---------- Raw records

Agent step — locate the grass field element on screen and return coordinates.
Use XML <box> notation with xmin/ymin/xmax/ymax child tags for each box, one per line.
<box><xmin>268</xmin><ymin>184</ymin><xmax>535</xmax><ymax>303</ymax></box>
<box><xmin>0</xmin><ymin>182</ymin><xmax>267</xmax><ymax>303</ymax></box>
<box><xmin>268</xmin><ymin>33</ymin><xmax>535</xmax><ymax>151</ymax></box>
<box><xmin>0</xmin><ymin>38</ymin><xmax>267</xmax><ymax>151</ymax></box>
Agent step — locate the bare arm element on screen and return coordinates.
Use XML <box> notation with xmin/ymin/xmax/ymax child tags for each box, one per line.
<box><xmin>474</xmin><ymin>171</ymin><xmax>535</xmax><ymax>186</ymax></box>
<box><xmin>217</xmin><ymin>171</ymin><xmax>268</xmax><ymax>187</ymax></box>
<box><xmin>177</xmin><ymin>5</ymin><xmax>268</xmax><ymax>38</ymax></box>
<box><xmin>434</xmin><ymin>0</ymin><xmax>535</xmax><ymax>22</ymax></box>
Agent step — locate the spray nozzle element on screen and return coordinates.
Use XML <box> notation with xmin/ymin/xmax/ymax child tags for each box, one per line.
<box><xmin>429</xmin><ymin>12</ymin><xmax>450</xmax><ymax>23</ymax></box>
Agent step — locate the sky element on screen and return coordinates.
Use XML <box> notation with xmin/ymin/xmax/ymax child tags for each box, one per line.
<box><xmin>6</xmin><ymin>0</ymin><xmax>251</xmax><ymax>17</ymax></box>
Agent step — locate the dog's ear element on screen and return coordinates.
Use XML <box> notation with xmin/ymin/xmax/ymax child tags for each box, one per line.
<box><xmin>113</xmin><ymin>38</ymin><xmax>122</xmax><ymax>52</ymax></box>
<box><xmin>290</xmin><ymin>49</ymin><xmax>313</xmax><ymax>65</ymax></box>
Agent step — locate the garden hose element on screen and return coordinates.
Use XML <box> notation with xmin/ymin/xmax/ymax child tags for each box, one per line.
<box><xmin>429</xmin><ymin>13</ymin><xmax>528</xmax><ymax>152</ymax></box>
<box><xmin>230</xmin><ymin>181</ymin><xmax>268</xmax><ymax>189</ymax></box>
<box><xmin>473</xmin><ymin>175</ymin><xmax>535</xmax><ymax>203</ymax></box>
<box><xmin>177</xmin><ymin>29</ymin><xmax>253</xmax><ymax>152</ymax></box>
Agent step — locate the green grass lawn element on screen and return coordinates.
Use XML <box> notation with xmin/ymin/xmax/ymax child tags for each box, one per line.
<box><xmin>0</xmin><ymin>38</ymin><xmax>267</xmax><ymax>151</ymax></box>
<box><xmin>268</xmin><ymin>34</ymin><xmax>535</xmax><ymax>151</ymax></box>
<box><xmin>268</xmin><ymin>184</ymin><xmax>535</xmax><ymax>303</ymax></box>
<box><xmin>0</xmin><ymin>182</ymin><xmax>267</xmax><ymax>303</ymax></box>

--------------------

• [What you should do] Would you give again, word for word, every line from the one with "Agent step — locate the garden" through the final line of the listing above?

• [Response to the exercise]
Agent step — locate the garden hose element on screen and return coordinates.
Use XML <box> notation with xmin/ymin/xmax/ymax child tags for each box, one per line.
<box><xmin>429</xmin><ymin>13</ymin><xmax>528</xmax><ymax>152</ymax></box>
<box><xmin>230</xmin><ymin>181</ymin><xmax>268</xmax><ymax>189</ymax></box>
<box><xmin>473</xmin><ymin>175</ymin><xmax>535</xmax><ymax>203</ymax></box>
<box><xmin>177</xmin><ymin>29</ymin><xmax>253</xmax><ymax>152</ymax></box>
Agent step — locate the green grass lawn element on screen and return coordinates.
Use XML <box> notation with xmin/ymin/xmax/ymax child tags for each box, one per line.
<box><xmin>0</xmin><ymin>38</ymin><xmax>267</xmax><ymax>151</ymax></box>
<box><xmin>268</xmin><ymin>34</ymin><xmax>535</xmax><ymax>151</ymax></box>
<box><xmin>268</xmin><ymin>184</ymin><xmax>535</xmax><ymax>303</ymax></box>
<box><xmin>0</xmin><ymin>182</ymin><xmax>267</xmax><ymax>303</ymax></box>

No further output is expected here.